_Page text_.

Michigan Gov. Gretchen Whitmer says she won’t run for president in 2028


Michigan Gov. Gretchen Whitmer on Thursday said that she does not plan to run for president in 2028, rebuffing assumptions that she would join what’s expected to be a crowded Democratic primary race.

“There will be a robust group of people running for president,” Whitmer told Fox 2 Detroit in an interview Thursday, adding, “I will not be one of them in 2028, I can tell you that.”

The governor’s office did not immediately respond to a request for further comment from NBC News.

Whitmer’s remarks come as she nears the end of her second term, which will wrap up at the end of this year. Because of term limits, she cannot run for a third term as governor.

The governor — and more than a dozen other high-profile Democrats — has been widely discussed as a potential 2028 contender.

A 2025 trip to Washington, though, stoked anger from other Democrats after she gave a speech identifying common ground with President Donald Trump and later appeared with him in the Oval Office. A now-infamous photo of the governor covering her face with folders in the Oval Office went viral after the meeting.

And almost a year ago, as Whitmer and Sen. Elissa Slotkin, D-Mich., were fueling speculation that two women from the battleground state could run for president in 2028, two Democratic operatives close to the governor seemed skeptical that she would go through with a presidential campaign.

The potential 2028 field includes a handful of other Democrats, including governors, like Maryland Gov. Wes Moore, Pennsylvania Gov. Josh Shapiro, Kentucky Gov. Andy Beshear, California Gov. Gavin Newsom and Illinois Gov. JB Pritzker.

Moore, like Whitmer, has also denied that he wants to run for president in two years.

The Maryland governor told NBC News’ “Meet the Press” last year, “I’m not running for president.”

But even broad declarations against presidential campaigns don’t preclude political observers from including politicians on lists of potential 2028 candidates.

In 2006, then-Sen. Barack Obama told “Meet the Press,” “I won’t run” for president; he went on to win the Democratic nomination and the presidency just two years later.

Sen. Elizabeth Warren, D-Mass., also said, “I have no intention” to run for president on “Meet the Press” in 2018, and she later launched a campaign for the 2020 Democratic nomination for president.

Also in her remarks to Fox 2 Detroit on Thursday, Whitmer said that she was leaning on the advice of other former officials about how to transition from elected or appointed office to personal life.

“I’ve gotten counsel from people who’ve made the transition, whether it was my friend Gina Raimondo, who I sat with last night for a little bit, Pete Buttigieg, or [former GOP Speaker of the House] Paul Ryan, who I have chatted with a fair amount. That’s the advice everyone says, take a little bit of time, and so that’s what I’m gonna do,” the governor said.

Buttigieg, a former federal transportation secretary, and Raimondo, a former federal commerce secretary, are each also on lists of who could run for president in two years.

_What is required_.
Type out the passage of the Whitmer article from "The potential 2028" to "two years later.", keeping every word and punctuation mark unchanged.

_Point-per-instance localization data_.
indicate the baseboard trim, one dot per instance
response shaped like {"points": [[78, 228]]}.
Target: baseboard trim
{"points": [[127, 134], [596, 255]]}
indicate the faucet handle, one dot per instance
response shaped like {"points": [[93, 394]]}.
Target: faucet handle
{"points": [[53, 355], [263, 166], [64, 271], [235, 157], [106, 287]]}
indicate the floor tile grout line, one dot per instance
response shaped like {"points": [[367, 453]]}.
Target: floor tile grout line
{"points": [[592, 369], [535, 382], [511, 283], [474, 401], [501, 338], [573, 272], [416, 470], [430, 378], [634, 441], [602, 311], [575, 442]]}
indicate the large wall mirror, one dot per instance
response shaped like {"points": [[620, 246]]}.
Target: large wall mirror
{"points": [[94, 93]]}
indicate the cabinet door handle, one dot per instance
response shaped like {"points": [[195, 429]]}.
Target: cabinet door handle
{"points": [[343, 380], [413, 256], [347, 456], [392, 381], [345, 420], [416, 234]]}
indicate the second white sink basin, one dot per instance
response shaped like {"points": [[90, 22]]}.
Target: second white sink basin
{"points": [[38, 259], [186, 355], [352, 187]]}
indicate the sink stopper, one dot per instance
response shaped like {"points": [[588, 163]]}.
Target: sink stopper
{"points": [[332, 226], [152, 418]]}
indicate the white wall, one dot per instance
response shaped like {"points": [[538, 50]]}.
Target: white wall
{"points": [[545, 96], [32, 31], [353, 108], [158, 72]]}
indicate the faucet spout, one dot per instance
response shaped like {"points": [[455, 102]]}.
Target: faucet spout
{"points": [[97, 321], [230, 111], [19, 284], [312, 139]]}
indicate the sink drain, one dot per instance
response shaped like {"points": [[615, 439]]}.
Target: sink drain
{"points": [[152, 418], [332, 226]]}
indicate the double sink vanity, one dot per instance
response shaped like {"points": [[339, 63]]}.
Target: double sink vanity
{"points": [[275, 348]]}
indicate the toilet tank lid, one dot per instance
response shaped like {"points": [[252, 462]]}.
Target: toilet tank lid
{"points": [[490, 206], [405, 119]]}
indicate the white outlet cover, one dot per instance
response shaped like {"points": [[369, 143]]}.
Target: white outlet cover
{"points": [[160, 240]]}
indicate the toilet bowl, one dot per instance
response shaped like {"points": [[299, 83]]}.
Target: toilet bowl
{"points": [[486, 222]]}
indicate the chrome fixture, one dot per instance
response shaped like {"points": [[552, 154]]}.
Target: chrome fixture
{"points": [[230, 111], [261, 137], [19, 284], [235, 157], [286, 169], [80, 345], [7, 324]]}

_Finished task_.
The potential 2028 field includes a handful of other Democrats, including governors, like Maryland Gov. Wes Moore, Pennsylvania Gov. Josh Shapiro, Kentucky Gov. Andy Beshear, California Gov. Gavin Newsom and Illinois Gov. JB Pritzker.

Moore, like Whitmer, has also denied that he wants to run for president in two years.

The Maryland governor told NBC News’ “Meet the Press” last year, “I’m not running for president.”

But even broad declarations against presidential campaigns don’t preclude political observers from including politicians on lists of potential 2028 candidates.

In 2006, then-Sen. Barack Obama told “Meet the Press,” “I won’t run” for president; he went on to win the Democratic nomination and the presidency just two years later.